Silicon nanoparticles were prepared by two methods [15,16]. The first method was the electrochemical etching of monocrystal plates of silicon of n-type of conduction in a solution of hydrofluoric acid (HF) and ethanol (C2H5OH). After etching, the samples were dried, and then silicon particles were removed from the plate mechanically (nc-Si(1)). The second method of manufacturing silicon nanoparticles (nc-Si(2)) was the pulse laser ablation of a substrate of monocrystal silicon in organic solvents (C6H5Cl, benzene chloride, and CHCl3, chloroform). For the formation of the structures, the received nanoparticles were immediately added to the P3HT solution. Then, the resulting mixture was applied on the glass substrate containing an ITO layer as one of electrical contacts. The second was the aluminum contact which was sprayed from above onto the P3HT film. The current–voltage characteristics of the samples were measured using Keithley 6487.

**EXERCISE INSTRUCTIONS**
Please continue the passage on preparing the silicon nanoparticle samples from where it stops.

**DATA SHOWN**
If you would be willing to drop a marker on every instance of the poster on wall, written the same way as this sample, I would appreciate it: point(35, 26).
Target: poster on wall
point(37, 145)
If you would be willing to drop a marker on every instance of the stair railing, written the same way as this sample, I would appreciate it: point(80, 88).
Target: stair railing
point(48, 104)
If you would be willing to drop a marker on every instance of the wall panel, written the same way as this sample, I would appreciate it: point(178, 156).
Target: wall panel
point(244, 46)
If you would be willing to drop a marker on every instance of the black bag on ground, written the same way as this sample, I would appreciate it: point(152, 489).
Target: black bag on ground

* * *

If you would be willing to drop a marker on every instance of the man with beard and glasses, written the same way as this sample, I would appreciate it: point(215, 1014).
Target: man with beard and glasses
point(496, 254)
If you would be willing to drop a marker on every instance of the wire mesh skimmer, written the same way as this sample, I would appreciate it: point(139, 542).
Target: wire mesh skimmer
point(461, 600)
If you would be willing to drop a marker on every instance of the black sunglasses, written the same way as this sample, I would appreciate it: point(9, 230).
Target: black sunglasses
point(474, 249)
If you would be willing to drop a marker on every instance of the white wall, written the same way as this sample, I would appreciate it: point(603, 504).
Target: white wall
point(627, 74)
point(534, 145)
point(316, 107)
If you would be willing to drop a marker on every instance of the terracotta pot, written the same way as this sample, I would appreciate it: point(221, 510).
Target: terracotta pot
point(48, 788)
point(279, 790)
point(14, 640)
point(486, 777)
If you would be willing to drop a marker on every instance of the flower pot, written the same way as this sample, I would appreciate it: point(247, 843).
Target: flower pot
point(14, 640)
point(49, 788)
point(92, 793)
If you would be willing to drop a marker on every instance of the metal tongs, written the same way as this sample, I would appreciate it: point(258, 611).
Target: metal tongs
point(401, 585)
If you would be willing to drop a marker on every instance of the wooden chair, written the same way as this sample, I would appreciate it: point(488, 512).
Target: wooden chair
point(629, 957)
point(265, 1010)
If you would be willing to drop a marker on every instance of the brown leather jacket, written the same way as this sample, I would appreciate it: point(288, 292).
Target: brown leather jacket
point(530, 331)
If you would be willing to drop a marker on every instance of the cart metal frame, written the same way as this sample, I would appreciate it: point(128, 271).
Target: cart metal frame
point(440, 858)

...

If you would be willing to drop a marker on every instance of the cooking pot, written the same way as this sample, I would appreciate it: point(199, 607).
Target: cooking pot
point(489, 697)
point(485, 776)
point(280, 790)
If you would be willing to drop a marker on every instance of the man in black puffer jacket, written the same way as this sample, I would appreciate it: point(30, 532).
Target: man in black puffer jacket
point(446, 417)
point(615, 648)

**TASK RESULT**
The investigation of structure of the prepared samples was performed using scanning electronic microscopy (using a Carl Zeiss Supra 40-30-87 microscope, Oberkochen, Germany). The features of the internal structure of the polymer and the characteristics of the obtained silicon nanoparticles were determined by means of the Raman technique. For the Raman spectra registration, the Horiba Jobin Yvon HR800 spectrometer was used. A helium–neon laser (λ = 632.8 nm) was the source of light excitation. Raman signal recording was made in a configuration of reflection. A digital camera with a charge-coupled device (CCD) matrix was used as the detector. For the direct detection of separation processes of photoinduced charges in structures of nc-Si/P3HT, EPR spectroscopy was used. Measurements were performed using the Bruker EPR-spectrometer ELEXSYS-500, Rheinstetten, Germany (with a frequency of 9.5 GHz and a sensitivity of 5 × 1010 spin/mT). The EPR spectra simulation was carried out using the EasySpin MATLAB toolbox [17]. Illumination was carried out immediately in the spectrometer cavity by means of a mercury lamp with high pressure (∆λ = 270–900 nanometers, power is 50 W).

3. Results and Discussions

Figure 1 shows an example of the structure of the nc-Si(1)/P3HT. Similar images were observed also for the other samples, nc-Si(2)/P3HT. According to Figure 1, the samples under investigation represent conglomerates of nanoparticles of various sizes (10–104 nm) dissolved in a polymeric matrix.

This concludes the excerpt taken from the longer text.